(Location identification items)
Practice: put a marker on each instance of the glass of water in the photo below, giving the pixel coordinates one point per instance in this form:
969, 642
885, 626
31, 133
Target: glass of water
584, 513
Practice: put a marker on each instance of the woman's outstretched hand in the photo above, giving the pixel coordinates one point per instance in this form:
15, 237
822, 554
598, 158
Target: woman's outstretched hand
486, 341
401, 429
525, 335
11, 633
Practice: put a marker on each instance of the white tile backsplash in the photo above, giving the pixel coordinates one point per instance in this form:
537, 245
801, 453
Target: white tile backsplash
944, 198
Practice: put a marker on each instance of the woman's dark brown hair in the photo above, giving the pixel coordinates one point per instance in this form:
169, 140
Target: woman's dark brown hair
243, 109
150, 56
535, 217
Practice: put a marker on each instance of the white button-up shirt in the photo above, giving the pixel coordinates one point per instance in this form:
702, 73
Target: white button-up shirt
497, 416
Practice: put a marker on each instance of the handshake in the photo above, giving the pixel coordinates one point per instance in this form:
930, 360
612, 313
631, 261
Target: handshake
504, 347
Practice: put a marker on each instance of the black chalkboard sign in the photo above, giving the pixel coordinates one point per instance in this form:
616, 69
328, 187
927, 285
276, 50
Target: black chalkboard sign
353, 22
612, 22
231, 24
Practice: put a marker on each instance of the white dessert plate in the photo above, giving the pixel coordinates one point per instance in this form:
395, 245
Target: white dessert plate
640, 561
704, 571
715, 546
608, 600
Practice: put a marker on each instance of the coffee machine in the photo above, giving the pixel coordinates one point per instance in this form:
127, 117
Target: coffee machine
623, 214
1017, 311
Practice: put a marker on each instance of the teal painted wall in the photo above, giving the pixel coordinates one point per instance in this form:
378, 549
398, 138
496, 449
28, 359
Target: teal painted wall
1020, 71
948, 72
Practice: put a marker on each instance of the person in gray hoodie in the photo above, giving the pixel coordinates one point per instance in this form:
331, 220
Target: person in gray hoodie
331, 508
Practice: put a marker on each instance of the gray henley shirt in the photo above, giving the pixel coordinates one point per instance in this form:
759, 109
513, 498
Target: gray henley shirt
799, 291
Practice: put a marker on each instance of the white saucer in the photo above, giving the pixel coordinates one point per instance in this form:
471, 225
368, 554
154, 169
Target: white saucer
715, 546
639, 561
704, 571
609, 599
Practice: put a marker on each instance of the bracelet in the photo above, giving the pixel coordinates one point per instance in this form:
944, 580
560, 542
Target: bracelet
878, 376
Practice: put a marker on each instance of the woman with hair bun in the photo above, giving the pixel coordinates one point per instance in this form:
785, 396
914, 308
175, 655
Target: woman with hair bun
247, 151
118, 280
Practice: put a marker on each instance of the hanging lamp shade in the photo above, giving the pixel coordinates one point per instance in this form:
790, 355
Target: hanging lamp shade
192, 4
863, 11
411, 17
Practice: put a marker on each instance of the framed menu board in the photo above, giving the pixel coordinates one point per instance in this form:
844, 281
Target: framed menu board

- TASK REQUIREMENTS: Give back, unchanged, every line from the one with "Practice: put a marker on each instance of the coffee" to the end of the entries above.

- TASK OUTPUT:
Practice: put a marker on each instance of the coffee machine in the photo above, giving the pixel coordinates one point per instance in this form:
127, 117
Target: coffee machine
623, 214
1017, 311
Practice: put a marker on each instance of the teal painted wall in the photo above, giving the pixel coordinates one point per instance in this form:
378, 549
398, 138
496, 449
28, 359
Target: teal painted wall
1020, 71
948, 72
Practice: put a marker on each instance of the person in gray hoodie in the photo above, giving the pixel coordinates one point per instance in this form:
331, 220
Target: person in gray hoodie
331, 508
Practice: put a marker on each instance of the gray henley shirt in the photo above, giving the pixel coordinates one point per instance in this form:
759, 109
513, 498
Target: gray henley shirt
799, 291
Practice: put a marker on each instance of the white saucer in the photo above, giving the pixel coordinates one point per instance in this form:
471, 225
368, 554
154, 169
Target: white saucer
715, 546
639, 561
704, 571
609, 599
Practice: put a marker on each instance of the bracelet in the photo above, giving the pixel coordinates one point per instance in this form:
944, 580
560, 542
Target: bracelet
878, 376
Practice: put a marker on each instance of the woman with hair bun in the photo above, giving the pixel coordinates one point per instance in this form:
785, 396
914, 308
175, 655
Target: woman with hair bun
247, 151
118, 280
Practice: put a marker on each instance of the hanging lamp shade in the photo above, giving the pixel coordinates one point per instance in this form:
790, 355
Target: hanging lamp shade
192, 4
863, 11
411, 17
Practice: put a marker on each instance of the framed menu board in the photo above, giving the pixel coordinates one point per instance in this form:
844, 281
Target: framed menu board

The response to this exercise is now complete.